Extract to read: Begin

That policy has meant a 46% fall in average sugar levels per soft drink product since 2015. Sales have not been affected; actually, they have increased by 14.9% over 4 years. That levy has been a remarkable success. The Medical Research Council estimates that it has prevented about 5,000 cases of obesity in year 6 girls, and 5,500 hospital admissions for children with tooth decay within five years. This is unambiguous and indisputable. Interventionist health policies are the only way to solve our obesity crisis, because the food system in this country is rigged against us.

This is not just a crisis. In Somerset, 34.6% of children leave primary school overweight or obese, but 21.8% of five-year-old children start primary school overweight or obese. In 2021, 60% of adults in Somerset were overweight or obese. We should be one of the healthiest countries in the world—we have an NHS that covers every citizen, a mild climate and a high level of economic development—but we are not. Thirty years of failed Government obesity policies tell us that we must change. A University of Cambridge team analysed 30 years of Government obesity policies in England—14 obesity strategies with 689 individual actions. Eight per cent fulfilled seven criteria identified by researchers as necessary for successful implementation, and 29% did not meet a single criterion.

We have tried blaming the individual, and it has not worked. It is not just remiss; it is wrong. The charity Beat reported that

“strategies harmful to people with eating disorders appear…to be ineffective at reducing obesity.”

By refusing to change the system and telling people that they are to blame, we are killing people who are already vulnerable, and there is a consensus. Polling last September from the Food, Farming and Countryside Commission and More in Common showed that 77% of participants wanted Government to put health standards over cost, and 67% thought that the Government were not doing enough to safeguard children against unhealthy food and drinks. The status quo simply cannot continue. Our farmers are underpaid, undervalued and underused in a food system that does not prioritise healthy local food of high standard. Small and medium UK agrifood businesses cannot compete with cheap, ultra-processed food. Our NHS staff are so overwhelmed in dealing with the results of obesity that they have little time or budget to deal with the causes.

Extract to read: End

What is needed: Can you carry on the passage on obesity policy, starting after its final sentence? The material that comes next is from a separate source and has no connection to the passage on obesity policy.

Data excerpt: Begin

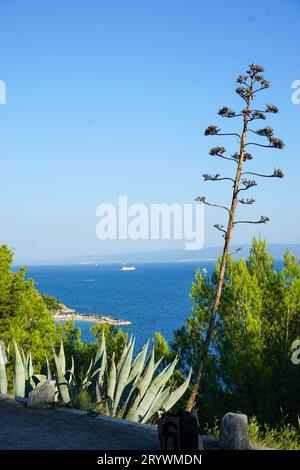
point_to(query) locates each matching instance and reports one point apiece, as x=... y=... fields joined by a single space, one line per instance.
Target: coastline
x=66 y=313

Data excerpt: End

Result:
We Liberal Democrats want a robust, thorough obesity and food strategy that meets all seven standards specified by Cambridge. We want junk food advertising restricted on TV and online, as the right hon. Member for Bexleyheath and Crayford has mentioned. We want public sector food procurement strategies that benefit the farmers and local businesses producing the food. We want to extend the “polluter pays” principle that we have for water companies. We want to make junk food giants either change their ways or pay their way.

As a serving Somerset councillor, I know how vital it is to empower local authorities to develop and manage tailored strategies in their areas. We should give local authorities more power over planning to prevent high streets being clogged up with cheap fast food outlets, and to restrict junk food advertising. Let them develop food partnerships with farmers and agrifood businesses. We must have a new, interventionist approach to our food system. All other approaches have failed. It makes economic sense, environmental sense and moral sense. Let us make a better food future.

Peter Dowd Portrait Peter Dowd (in the Chair)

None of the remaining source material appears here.